§ WORK ORDER
Please repeat the records exactly from their first line, finishing at the line containing "box: [0, 103, 14, 148]" and including it.

-------

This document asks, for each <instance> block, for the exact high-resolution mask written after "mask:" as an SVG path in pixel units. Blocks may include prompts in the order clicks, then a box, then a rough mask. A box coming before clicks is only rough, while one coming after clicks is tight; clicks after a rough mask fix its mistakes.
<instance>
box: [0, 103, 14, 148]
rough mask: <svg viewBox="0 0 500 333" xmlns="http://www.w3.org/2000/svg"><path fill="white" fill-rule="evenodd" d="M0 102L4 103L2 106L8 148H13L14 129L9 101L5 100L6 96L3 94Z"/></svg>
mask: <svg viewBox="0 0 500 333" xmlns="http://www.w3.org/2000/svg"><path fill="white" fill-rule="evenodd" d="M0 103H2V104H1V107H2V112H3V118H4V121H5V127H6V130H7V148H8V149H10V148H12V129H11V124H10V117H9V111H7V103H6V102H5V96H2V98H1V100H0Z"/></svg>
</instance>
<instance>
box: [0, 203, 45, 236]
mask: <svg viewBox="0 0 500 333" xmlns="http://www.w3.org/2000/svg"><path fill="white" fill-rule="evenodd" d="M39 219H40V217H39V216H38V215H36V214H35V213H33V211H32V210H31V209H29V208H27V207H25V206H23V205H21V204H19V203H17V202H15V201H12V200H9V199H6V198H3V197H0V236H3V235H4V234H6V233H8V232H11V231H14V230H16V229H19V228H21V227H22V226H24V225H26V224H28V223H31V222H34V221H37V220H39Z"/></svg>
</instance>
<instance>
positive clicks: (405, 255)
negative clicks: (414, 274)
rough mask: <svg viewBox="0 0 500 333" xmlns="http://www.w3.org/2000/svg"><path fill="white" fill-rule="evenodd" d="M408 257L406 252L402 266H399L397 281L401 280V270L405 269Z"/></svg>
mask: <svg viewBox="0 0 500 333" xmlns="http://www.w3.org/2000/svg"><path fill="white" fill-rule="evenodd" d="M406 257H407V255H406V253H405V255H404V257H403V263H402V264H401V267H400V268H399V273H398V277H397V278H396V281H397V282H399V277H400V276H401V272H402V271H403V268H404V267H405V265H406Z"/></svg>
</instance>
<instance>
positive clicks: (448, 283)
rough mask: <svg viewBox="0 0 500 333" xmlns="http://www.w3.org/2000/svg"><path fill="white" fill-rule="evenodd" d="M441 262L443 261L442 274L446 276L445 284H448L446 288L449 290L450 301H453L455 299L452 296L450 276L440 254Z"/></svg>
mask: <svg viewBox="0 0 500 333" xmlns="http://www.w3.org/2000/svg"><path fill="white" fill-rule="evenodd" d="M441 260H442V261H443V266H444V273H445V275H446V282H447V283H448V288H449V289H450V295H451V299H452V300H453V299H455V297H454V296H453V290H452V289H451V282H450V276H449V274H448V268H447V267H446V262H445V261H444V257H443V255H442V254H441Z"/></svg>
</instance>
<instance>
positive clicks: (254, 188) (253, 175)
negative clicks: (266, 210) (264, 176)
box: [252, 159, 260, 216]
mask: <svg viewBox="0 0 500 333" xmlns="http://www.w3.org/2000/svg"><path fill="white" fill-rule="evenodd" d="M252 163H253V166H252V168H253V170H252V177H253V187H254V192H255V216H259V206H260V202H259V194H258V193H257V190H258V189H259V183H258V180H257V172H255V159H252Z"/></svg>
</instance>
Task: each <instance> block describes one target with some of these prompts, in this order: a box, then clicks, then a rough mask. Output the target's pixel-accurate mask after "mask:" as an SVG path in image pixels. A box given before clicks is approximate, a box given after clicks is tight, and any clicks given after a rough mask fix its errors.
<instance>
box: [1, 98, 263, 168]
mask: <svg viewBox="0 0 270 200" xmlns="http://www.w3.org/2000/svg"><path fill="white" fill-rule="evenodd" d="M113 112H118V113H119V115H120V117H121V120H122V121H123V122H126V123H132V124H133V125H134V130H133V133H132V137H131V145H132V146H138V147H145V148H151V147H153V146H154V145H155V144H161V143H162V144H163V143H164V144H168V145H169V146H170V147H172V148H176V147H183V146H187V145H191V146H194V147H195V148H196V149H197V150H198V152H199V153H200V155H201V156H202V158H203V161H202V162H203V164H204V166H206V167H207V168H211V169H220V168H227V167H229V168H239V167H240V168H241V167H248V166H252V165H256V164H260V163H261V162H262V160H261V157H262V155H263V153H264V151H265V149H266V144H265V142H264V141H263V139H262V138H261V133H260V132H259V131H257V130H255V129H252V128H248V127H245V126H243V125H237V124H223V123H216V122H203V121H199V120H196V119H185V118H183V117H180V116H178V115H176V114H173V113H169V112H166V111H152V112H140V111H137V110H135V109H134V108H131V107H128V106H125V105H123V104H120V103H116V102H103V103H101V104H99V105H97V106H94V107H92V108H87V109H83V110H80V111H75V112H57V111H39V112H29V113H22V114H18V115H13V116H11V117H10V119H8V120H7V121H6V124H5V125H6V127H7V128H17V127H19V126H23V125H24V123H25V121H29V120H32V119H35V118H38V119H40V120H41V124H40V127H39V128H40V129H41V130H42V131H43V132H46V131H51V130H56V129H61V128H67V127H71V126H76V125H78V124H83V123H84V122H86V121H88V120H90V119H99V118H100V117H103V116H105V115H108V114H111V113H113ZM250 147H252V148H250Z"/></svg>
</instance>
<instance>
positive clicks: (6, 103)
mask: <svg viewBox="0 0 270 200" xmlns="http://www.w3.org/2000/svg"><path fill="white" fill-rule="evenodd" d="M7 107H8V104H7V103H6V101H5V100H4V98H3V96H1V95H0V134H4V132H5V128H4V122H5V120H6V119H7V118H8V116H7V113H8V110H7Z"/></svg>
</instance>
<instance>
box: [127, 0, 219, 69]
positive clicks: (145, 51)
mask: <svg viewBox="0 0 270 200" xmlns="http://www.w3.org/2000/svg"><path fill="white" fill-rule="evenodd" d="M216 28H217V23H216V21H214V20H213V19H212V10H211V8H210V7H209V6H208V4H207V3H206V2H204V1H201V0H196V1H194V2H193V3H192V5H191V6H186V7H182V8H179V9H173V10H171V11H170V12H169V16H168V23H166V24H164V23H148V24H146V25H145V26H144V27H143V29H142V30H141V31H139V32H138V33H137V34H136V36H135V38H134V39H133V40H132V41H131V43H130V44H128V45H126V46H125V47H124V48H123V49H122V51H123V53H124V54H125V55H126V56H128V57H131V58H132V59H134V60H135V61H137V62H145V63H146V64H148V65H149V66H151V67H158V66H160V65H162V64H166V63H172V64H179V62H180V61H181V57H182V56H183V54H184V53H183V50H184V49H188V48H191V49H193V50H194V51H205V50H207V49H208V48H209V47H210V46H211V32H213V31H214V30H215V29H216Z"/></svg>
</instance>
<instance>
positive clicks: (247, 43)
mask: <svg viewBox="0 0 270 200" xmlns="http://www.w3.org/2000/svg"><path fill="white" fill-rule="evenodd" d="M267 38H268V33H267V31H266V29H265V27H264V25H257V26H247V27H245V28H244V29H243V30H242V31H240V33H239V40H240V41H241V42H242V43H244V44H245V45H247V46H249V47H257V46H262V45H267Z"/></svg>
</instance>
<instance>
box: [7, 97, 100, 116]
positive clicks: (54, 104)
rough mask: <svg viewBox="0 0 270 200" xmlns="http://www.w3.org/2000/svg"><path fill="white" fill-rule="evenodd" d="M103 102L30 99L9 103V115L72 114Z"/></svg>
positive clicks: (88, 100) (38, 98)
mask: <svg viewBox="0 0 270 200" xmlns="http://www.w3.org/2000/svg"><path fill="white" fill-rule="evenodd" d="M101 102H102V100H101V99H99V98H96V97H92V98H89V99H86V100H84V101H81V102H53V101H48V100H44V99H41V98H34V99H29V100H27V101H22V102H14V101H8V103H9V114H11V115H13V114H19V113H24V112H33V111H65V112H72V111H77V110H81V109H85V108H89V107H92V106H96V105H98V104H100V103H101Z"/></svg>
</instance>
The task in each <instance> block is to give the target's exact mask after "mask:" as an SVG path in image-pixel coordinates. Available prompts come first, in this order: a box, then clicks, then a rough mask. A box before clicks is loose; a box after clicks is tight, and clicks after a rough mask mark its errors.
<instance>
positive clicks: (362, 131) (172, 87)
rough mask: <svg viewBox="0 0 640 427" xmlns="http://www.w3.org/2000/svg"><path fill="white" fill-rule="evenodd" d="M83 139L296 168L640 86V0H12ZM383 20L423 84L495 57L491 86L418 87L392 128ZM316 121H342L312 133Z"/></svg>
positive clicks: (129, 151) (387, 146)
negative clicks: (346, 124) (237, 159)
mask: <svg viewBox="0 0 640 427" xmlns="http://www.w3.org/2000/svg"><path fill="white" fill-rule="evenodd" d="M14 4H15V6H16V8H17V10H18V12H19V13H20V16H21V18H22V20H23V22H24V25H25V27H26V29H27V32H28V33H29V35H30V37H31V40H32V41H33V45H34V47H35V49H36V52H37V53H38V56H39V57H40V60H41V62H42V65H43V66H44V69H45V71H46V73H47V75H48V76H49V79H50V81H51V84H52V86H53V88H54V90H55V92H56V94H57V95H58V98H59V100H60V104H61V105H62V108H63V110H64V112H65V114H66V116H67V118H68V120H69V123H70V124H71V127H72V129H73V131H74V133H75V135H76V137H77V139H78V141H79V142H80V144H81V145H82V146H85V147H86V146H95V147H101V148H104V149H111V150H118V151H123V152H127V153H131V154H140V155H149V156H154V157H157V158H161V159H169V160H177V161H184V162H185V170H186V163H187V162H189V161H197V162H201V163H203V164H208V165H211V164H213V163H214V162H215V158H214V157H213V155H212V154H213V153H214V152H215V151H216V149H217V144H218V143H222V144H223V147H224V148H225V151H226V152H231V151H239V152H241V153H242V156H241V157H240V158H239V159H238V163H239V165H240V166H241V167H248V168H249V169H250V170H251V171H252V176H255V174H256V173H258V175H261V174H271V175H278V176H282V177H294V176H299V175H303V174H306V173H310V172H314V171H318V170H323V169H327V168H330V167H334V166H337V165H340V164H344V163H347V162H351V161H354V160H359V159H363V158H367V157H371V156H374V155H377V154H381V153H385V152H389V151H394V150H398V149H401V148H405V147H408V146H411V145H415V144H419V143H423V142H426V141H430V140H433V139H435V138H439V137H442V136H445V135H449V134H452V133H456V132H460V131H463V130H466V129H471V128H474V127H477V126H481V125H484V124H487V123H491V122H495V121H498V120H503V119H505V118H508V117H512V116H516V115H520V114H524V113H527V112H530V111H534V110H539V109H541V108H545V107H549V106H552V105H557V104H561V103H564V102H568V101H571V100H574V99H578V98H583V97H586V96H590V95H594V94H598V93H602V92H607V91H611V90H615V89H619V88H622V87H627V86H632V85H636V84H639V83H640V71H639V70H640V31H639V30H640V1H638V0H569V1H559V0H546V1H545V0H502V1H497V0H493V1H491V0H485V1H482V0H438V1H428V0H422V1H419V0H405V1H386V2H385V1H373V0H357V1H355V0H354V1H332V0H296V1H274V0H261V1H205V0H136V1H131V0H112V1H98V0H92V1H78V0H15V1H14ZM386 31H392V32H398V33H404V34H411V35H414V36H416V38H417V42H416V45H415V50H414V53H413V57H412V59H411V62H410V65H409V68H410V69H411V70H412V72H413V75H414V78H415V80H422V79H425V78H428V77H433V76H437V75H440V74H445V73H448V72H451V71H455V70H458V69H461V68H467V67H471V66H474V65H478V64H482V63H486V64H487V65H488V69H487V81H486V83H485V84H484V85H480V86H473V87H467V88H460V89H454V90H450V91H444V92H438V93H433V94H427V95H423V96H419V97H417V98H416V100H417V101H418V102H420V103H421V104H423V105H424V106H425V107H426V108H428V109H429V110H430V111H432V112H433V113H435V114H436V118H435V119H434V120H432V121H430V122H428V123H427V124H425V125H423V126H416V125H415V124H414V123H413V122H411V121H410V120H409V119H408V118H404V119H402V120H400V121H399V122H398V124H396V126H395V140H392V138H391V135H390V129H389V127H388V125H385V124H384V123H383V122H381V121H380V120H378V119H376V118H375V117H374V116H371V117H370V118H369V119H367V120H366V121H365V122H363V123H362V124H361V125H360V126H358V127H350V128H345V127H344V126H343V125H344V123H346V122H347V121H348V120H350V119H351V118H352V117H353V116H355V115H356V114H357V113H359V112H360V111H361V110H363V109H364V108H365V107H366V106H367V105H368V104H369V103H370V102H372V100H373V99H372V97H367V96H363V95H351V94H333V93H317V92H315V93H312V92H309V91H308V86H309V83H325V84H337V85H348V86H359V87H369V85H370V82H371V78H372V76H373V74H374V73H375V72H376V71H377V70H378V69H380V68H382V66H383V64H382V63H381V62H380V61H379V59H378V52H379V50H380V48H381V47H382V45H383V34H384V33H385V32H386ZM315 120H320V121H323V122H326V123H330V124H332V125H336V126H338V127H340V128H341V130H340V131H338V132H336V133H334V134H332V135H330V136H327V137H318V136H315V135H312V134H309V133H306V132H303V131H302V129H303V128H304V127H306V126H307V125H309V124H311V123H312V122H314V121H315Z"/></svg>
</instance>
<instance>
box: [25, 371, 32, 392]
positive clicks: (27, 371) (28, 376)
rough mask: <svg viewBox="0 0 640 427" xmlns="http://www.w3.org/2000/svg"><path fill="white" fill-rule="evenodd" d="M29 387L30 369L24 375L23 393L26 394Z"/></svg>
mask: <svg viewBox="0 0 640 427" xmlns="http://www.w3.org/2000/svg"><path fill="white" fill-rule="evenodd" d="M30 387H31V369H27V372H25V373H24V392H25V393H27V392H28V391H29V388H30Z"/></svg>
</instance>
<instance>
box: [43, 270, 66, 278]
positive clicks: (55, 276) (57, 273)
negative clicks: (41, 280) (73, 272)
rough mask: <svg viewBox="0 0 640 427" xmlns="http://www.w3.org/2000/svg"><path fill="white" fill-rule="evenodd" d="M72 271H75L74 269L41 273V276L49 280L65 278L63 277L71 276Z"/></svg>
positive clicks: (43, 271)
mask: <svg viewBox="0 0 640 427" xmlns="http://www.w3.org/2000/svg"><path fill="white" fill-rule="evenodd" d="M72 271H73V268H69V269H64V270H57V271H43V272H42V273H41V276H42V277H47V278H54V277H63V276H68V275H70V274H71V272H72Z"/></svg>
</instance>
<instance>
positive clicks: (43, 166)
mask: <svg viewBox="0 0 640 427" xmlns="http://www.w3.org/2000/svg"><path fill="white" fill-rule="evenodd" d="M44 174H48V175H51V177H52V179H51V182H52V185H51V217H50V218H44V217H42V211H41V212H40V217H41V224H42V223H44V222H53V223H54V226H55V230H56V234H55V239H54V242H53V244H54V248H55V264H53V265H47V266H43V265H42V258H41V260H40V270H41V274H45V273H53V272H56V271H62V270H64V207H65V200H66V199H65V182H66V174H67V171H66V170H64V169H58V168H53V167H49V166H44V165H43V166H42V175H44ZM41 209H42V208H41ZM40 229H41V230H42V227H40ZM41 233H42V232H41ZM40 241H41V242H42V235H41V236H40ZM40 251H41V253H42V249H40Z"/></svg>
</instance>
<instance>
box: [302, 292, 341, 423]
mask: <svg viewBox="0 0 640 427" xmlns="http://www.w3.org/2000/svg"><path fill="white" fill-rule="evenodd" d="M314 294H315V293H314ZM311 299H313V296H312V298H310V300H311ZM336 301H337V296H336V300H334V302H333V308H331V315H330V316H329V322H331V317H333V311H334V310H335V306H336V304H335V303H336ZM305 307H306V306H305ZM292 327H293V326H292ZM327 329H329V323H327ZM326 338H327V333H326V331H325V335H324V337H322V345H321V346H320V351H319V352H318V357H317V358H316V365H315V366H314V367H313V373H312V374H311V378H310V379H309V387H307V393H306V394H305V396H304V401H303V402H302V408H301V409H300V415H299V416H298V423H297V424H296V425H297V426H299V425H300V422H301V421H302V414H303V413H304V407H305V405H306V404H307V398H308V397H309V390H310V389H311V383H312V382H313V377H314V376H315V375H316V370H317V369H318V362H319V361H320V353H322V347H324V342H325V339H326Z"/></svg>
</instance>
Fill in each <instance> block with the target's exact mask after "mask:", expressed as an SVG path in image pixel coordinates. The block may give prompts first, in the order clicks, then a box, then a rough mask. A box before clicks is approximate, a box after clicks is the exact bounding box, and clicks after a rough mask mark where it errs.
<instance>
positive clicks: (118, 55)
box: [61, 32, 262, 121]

-------

§ OUTPUT
This document asks, for each <instance> block, for the exact high-resolution mask written after "mask:" as an SVG path in pixel units. Blocks may include prompts in the order clicks, then a box, then a rough mask. A box coming before clicks is only rough, while one coming after clicks is tight; clicks after a rough mask fix its mistakes.
<instance>
box: [0, 103, 14, 148]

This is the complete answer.